● About this task
Print out the data that follows exactly, character for character, apart from the pictures.

<<<<

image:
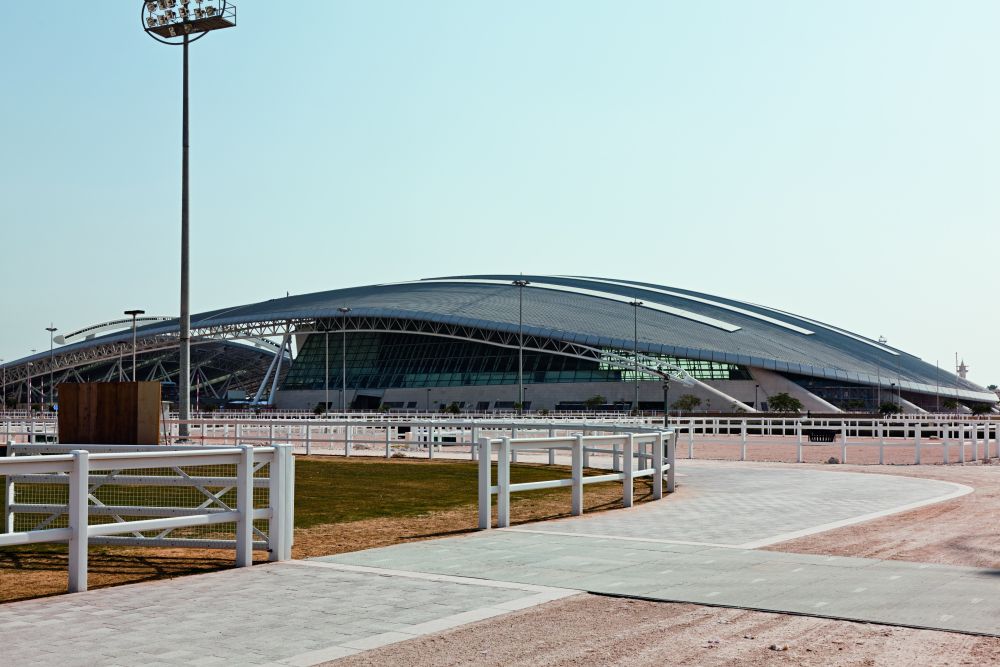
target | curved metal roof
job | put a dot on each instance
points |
(597, 312)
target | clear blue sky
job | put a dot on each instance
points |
(836, 159)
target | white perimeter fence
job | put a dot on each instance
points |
(237, 498)
(633, 454)
(906, 438)
(951, 438)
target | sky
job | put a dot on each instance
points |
(836, 159)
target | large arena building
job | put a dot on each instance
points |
(461, 340)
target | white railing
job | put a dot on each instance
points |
(645, 448)
(952, 439)
(78, 469)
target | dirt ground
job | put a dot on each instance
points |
(961, 531)
(594, 630)
(597, 630)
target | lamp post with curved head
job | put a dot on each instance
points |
(343, 358)
(52, 387)
(520, 283)
(635, 347)
(134, 314)
(176, 23)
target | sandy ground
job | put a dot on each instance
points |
(961, 531)
(41, 570)
(596, 630)
(593, 630)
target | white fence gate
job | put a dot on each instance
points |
(237, 498)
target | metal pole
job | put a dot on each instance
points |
(326, 375)
(52, 386)
(184, 379)
(635, 348)
(133, 348)
(520, 349)
(343, 358)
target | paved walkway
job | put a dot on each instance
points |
(289, 614)
(693, 547)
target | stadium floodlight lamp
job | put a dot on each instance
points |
(168, 21)
(180, 29)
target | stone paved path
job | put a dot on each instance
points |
(289, 614)
(892, 592)
(306, 612)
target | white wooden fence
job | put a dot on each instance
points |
(89, 519)
(653, 452)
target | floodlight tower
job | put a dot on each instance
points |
(176, 23)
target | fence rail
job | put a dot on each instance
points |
(76, 486)
(654, 453)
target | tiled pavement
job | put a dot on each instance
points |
(892, 592)
(740, 505)
(286, 614)
(305, 612)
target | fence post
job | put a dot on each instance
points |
(244, 504)
(671, 459)
(484, 484)
(658, 466)
(503, 483)
(798, 439)
(743, 440)
(577, 467)
(8, 493)
(79, 480)
(277, 496)
(627, 469)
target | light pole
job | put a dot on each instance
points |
(520, 283)
(179, 28)
(326, 373)
(52, 387)
(134, 314)
(635, 347)
(343, 357)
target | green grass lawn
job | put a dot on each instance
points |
(340, 490)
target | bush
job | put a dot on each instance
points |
(686, 403)
(784, 403)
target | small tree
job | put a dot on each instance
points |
(784, 403)
(686, 403)
(889, 408)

>>>>

● Written solution
image:
target | curved metal roof
job | put a dot on each instance
points |
(597, 312)
target | clear blue sky
job | put a dot on each instance
points |
(836, 159)
target | white perimeter fence
job | put a dot on each instance
points |
(237, 498)
(633, 454)
(906, 438)
(951, 438)
target | sky
job | put a dot on each instance
points |
(836, 159)
target | large arena building
job | put a dot on each instance
points |
(461, 340)
target | white railing
job | put a dot on each instance
points |
(645, 448)
(952, 439)
(78, 469)
target | dirt ground
job | put a dot on each instance
points |
(961, 531)
(594, 630)
(597, 630)
target | lamp post with curved head
job | put a dot on each instance
points |
(343, 358)
(52, 387)
(520, 283)
(635, 347)
(134, 314)
(176, 23)
target | sandy ground
job | put a dot on each instance
points |
(961, 531)
(41, 570)
(596, 630)
(593, 630)
target | white fence gate
job | put a dot on each instance
points |
(237, 498)
target | metal pole
job | put a dot on each instance
points |
(326, 375)
(52, 386)
(184, 379)
(635, 348)
(133, 348)
(520, 349)
(343, 358)
target | paved walkway
job | put a dot on each instance
points |
(289, 614)
(693, 547)
target | stadium floodlight lamp
job | put a dot on each instance
points |
(168, 21)
(180, 29)
target | stone paved path
job | put a dot on each instance
points |
(289, 614)
(892, 592)
(306, 612)
target | white wooden fence
job | put a dot on each instance
points |
(89, 519)
(653, 452)
target | floodlight tower
job | put a dot on each instance
points |
(176, 23)
target | fence rail
job | put a dot on each instance
points |
(76, 486)
(654, 453)
target | tiled pavement
job | put a dot on each instance
points |
(892, 592)
(740, 505)
(286, 614)
(305, 612)
target | fence post
job | put a dot on each instance
points |
(244, 504)
(671, 459)
(484, 484)
(658, 466)
(503, 483)
(798, 439)
(743, 440)
(577, 467)
(8, 493)
(79, 480)
(277, 496)
(627, 469)
target | light pole
job | put a dot on each instance
points |
(520, 283)
(179, 28)
(326, 373)
(52, 387)
(134, 314)
(635, 347)
(343, 357)
target | green grass lawn
job | put a dot on each instance
points |
(340, 490)
target | bush
job | put a dot on each instance
points |
(686, 403)
(784, 403)
target | small tree
job | put a dot on each instance
points |
(784, 403)
(686, 403)
(889, 408)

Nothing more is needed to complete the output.